> **TEXT SEGMENT**
※
Intended for healthcare professionals

Editor's Choice

Nutrition matters

BMJ 2014; 349 doi: https://doi.org/10.1136/bmj.g7255 (Published 27 November 2014) Cite this as: BMJ 2014;349:g7255
  1. Fiona Godlee, editor in chief, The BMJ
  1. fgodlee{at}bmj.com

Nutrition has not traditionally been embraced by doctors as core to their practice. Our training and culture have led us to view food and dietary advice as the province of quacks, cranks, and faddists. Now, however, doctors are faced every day with the fallout of the global obesity epidemic and the chronic diseases that go with it.

In this, as in many complex issues in medicine, doctors have a triple role: to support the individual patient; where appropriate, to set an example through their own behaviour; and to understand and act on the underlying causes. Only if we do all three can we hope to make a difference.

Supporting and treating patients who are overweight or obese can be a challenge, as the updated guidance from the UK National Institute for Health and Clinical Excellence (NICE) acknowledges (doi:10.1136/bmj.g6608). The guidance carries few surprises. Diet and exercise remain the mainstay of lifestyle change. But the advice is now more cautious about the use of very low calorie diets and clearer about referrals for bariatric surgery. Patients with a BMI above 35 and recent onset type 2 diabetes should be referred, it says, but only if they will be assessed in a specialist weight management service within a tertiary referral centre and followed up in the long term.

As for setting an example by our own behaviour, this can be more easily said than done. It makes sense that doctors and other health professionals should keep fit and manage their own weight properly, for their own sake and to give greater credibility to their advice to patients. NHS England’s chief executive, Simon Stevens, has told NHS staff to join gyms and weight loss clubs to fight against obesity. But as Margaret McCartney points out, fat doctors are patients too (doi:10.1136/bmj.g6464). We shouldn’t assume that they are not thinking about their weight and wanting to do something about it, she says. “Those of us who have gained, lost, gained, lost, and gained weight again are only too aware of our failings.”

Working conditions don’t help. Shift working is a risk factor for obesity, made worse by the invasion by fast food outlets selling energy dense food on hospital concourses. Rather than judging individual colleagues we should concentrate on developing healthier working environments, McCartney says. We should demand better quality food outlets in hospitals and push for reasonable work schedules, regular meal and break times, and initiatives that promote cycling or walking to work.

This brings me to our third role as doctors in the fight against obesity: understanding and acting on the causes. This is complicated by controversy and uncertainty. What is a healthy diet? Is a calorie just a calorie or does the source of the energy and the type and quality of the food matter, as a recent commentary in Public Health Nutrition suggests (doi:10.1017/S1368980014002559). And what is the right way to promote healthy diets? Most people (except the food industry and its political allies) are now saying that this cannot be left to economic interests alone. A report from the US consultancy firm McKinsey, published this week, concludes that voluntary responsibility deals are not working and that regulation may be needed (http://bit.ly/1piYh8A). And the World Obesity Federation and UK Health Forum have joined forces to call on the World Health Organization to establish a global framework treaty similar to the treaty on tobacco control, to reduce saturated fats, added sugar, and salt in food and to control the marketing of highly processed foods (doi:10.1136/bmj.g6851). Doctors need to be in on this debate. It looks like nutrition is more important than some of us thought.
※
> **Data excerpts**

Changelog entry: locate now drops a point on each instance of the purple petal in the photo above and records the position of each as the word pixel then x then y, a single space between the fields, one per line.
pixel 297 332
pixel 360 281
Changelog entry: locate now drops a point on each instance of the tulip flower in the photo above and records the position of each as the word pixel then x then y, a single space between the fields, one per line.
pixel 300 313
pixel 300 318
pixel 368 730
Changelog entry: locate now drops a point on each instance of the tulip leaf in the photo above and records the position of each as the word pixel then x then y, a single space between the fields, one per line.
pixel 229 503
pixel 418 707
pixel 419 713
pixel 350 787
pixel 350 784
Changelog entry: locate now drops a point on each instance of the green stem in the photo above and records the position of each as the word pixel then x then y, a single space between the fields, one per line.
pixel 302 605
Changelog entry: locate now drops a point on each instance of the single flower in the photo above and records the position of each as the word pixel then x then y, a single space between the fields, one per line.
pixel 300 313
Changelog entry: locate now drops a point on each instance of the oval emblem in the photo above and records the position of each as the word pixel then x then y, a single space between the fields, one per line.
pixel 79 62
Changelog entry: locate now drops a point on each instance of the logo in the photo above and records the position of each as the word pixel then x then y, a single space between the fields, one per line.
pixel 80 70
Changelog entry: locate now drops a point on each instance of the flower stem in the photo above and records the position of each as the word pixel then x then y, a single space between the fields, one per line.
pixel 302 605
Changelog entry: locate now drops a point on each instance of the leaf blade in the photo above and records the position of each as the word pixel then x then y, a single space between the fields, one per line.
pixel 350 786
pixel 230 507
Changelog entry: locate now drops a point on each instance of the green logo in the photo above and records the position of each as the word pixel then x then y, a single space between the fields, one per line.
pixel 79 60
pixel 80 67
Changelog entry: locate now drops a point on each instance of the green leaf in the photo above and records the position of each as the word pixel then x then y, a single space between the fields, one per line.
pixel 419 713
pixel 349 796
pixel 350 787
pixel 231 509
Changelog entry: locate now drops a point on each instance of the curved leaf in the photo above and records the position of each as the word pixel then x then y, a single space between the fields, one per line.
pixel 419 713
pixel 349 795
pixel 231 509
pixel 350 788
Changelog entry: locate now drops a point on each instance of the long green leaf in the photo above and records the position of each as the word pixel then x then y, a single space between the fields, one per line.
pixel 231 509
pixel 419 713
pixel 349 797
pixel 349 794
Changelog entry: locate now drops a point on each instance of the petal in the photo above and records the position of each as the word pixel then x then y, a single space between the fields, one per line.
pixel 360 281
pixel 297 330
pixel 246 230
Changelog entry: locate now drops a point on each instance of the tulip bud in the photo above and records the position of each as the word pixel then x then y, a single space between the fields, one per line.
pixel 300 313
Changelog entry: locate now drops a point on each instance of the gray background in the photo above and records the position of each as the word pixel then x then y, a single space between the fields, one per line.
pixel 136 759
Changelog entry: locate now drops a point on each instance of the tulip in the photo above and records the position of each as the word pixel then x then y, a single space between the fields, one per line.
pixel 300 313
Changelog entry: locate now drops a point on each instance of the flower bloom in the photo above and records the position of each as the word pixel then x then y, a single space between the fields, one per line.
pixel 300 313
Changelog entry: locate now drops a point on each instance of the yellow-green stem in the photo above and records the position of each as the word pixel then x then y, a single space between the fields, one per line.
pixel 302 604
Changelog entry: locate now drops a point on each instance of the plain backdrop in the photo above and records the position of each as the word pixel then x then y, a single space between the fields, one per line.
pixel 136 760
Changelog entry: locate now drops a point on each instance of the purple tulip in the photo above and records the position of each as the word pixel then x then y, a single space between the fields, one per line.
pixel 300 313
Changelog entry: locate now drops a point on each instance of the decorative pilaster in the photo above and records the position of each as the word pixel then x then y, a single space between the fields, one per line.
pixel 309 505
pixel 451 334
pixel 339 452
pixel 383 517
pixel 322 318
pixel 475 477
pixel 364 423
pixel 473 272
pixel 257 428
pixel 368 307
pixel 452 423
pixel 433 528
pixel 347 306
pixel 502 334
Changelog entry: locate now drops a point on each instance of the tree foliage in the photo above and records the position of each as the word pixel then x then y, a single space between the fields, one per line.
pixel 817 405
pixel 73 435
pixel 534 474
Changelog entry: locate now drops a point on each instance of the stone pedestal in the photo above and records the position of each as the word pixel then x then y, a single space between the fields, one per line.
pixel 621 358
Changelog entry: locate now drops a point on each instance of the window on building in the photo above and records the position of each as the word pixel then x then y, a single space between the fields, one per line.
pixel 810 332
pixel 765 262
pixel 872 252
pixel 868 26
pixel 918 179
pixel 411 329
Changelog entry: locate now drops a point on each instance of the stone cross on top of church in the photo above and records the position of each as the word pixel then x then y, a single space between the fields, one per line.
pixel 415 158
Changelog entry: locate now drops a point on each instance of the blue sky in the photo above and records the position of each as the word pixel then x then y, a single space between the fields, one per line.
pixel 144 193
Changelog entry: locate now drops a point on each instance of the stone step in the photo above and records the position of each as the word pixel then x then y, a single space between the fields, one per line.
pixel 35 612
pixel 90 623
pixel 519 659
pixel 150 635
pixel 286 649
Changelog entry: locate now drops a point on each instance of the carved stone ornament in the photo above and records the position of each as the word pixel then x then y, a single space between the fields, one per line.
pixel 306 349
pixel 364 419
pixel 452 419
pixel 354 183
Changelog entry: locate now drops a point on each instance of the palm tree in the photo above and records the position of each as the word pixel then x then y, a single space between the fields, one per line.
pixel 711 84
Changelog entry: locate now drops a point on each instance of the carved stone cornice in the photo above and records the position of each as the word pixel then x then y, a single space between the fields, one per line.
※
> **EXERCISE INSTRUCTIONS**
1/ List everything that McCartney, as reported in the editorial, says we should demand or push for in the workplace.
2/ Copy the editorial starting with "BMJ 2014; 349" and going on through "make a difference.", replacing "triple" with "threefold".
Rely only on the editorial.

> **RESPONSES**
1/
- Better quality food outlets in hospitals
- Reasonable work schedules
- Regular meal and break times
- Initiatives that promote cycling or walking to work

2/
BMJ 2014; 349 doi: https://doi.org/10.1136/bmj.g7255 (Published 27 November 2014) Cite this as: BMJ 2014;349:g7255
  1. Fiona Godlee, editor in chief, The BMJ
  1. fgodlee{at}bmj.com

Nutrition has not traditionally been embraced by doctors as core to their practice. Our training and culture have led us to view food and dietary advice as the province of quacks, cranks, and faddists. Now, however, doctors are faced every day with the fallout of the global obesity epidemic and the chronic diseases that go with it.

In this, as in many complex issues in medicine, doctors have a threefold role: to support the individual patient; where appropriate, to set an example through their own behaviour; and to understand and act on the underlying causes. Only if we do all three can we hope to make a difference.